─── Page ───
Davis Adding to Pittsford Winning Ways

December 13, 2019

By Doug Donnelly
Special for Second Half

PITTSFORD – Aaron Davis doesn’t have to worry about rebuilding Pittsford girls basketball.

While Davis is putting his own stamp on the program that has won two MHSAA Finals championships over the past five seasons, he knows the pieces already were in place when he was named the varsity head coach in June.

“There is a lot of ground work already in place at Pittsford,” said Davis. “It all starts with the youth level, and that’s already there. That is a blessing.”

Davis is in his first season at Pittsford and has the Wildcats off to a 3-0 start. He took over for Chris Hodos, who helped make Pittsford a household name in Class D girls basketball circles over the past decade.

“There are things that I do differently, but Chris and I shared a lot of the same philosophies about basketball,” said Davis, a 2007 graduate of North Adams-Jerome. “There are some things that we do that are from Chris. We still run some of the same presses.”

Davis was a three-sport athlete at North Adams-Jerome, playing basketball, football and baseball. He was a four-year varsity baseball player and spent a year on the Adrian College diamond, but an injury that dated back to his high school days cut his college career short.
─── Dataset excerpts ───
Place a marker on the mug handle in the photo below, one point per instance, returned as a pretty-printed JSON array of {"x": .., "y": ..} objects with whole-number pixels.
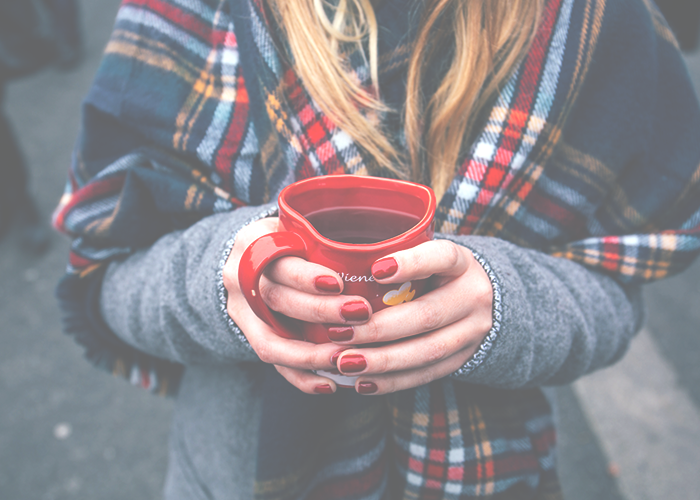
[{"x": 254, "y": 260}]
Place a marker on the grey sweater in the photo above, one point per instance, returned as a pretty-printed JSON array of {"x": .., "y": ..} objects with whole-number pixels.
[{"x": 554, "y": 321}]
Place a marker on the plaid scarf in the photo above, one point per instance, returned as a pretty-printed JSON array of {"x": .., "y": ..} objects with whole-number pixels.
[{"x": 232, "y": 125}]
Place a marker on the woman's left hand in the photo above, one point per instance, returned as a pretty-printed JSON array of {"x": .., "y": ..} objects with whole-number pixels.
[{"x": 429, "y": 337}]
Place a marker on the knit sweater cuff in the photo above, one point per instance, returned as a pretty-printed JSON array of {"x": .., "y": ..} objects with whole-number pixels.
[{"x": 269, "y": 211}]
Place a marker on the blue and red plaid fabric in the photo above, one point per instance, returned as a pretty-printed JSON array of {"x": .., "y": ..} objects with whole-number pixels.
[{"x": 590, "y": 152}]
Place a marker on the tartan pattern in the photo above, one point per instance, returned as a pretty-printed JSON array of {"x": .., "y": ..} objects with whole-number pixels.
[{"x": 235, "y": 125}]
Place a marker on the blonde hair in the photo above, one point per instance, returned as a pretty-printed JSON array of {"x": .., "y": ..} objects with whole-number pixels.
[{"x": 487, "y": 38}]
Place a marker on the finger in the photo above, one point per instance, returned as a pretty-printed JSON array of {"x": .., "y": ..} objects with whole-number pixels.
[
  {"x": 306, "y": 381},
  {"x": 336, "y": 309},
  {"x": 436, "y": 257},
  {"x": 448, "y": 304},
  {"x": 400, "y": 381},
  {"x": 305, "y": 276},
  {"x": 273, "y": 349},
  {"x": 415, "y": 353}
]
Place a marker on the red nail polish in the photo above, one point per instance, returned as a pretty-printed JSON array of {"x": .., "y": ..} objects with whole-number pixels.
[
  {"x": 367, "y": 388},
  {"x": 352, "y": 363},
  {"x": 340, "y": 334},
  {"x": 384, "y": 268},
  {"x": 323, "y": 389},
  {"x": 355, "y": 311},
  {"x": 327, "y": 284},
  {"x": 334, "y": 358}
]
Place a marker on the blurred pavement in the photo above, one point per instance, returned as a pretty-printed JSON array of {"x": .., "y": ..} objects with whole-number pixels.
[{"x": 68, "y": 431}]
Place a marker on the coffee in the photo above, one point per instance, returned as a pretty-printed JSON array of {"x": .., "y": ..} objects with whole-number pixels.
[{"x": 361, "y": 225}]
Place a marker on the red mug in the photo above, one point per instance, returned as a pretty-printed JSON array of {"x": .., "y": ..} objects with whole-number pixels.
[{"x": 345, "y": 223}]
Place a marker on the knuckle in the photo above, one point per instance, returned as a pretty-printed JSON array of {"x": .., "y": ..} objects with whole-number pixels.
[
  {"x": 452, "y": 254},
  {"x": 380, "y": 363},
  {"x": 429, "y": 316},
  {"x": 319, "y": 309},
  {"x": 230, "y": 278},
  {"x": 436, "y": 351},
  {"x": 271, "y": 295},
  {"x": 370, "y": 332},
  {"x": 264, "y": 352}
]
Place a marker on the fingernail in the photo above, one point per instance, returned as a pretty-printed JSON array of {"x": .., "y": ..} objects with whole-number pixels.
[
  {"x": 367, "y": 388},
  {"x": 355, "y": 311},
  {"x": 323, "y": 389},
  {"x": 327, "y": 284},
  {"x": 340, "y": 334},
  {"x": 384, "y": 268},
  {"x": 352, "y": 363},
  {"x": 334, "y": 358}
]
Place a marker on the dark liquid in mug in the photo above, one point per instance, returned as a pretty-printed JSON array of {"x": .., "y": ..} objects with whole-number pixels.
[{"x": 361, "y": 225}]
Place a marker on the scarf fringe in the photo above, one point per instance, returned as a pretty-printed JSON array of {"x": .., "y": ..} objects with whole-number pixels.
[{"x": 79, "y": 301}]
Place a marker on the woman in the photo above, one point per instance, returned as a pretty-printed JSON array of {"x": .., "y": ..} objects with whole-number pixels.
[{"x": 560, "y": 137}]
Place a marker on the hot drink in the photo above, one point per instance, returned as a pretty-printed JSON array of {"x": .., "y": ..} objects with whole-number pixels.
[{"x": 361, "y": 225}]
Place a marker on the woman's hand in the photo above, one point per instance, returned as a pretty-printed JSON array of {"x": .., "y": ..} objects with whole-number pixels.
[
  {"x": 430, "y": 337},
  {"x": 298, "y": 289}
]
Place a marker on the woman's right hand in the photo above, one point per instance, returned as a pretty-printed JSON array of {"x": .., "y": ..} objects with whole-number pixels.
[{"x": 298, "y": 289}]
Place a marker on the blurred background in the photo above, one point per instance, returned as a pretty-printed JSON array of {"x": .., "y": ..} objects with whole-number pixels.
[{"x": 69, "y": 431}]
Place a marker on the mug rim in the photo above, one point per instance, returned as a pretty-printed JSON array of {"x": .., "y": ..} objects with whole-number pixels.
[{"x": 342, "y": 180}]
───
Please retype the Pittsford basketball article, starting at "Davis is in" and ending at "the past decade.". The lines above have no connection to the Pittsford basketball article.

Task output:
Davis is in his first season at Pittsford and has the Wildcats off to a 3-0 start. He took over for Chris Hodos, who helped make Pittsford a household name in Class D girls basketball circles over the past decade.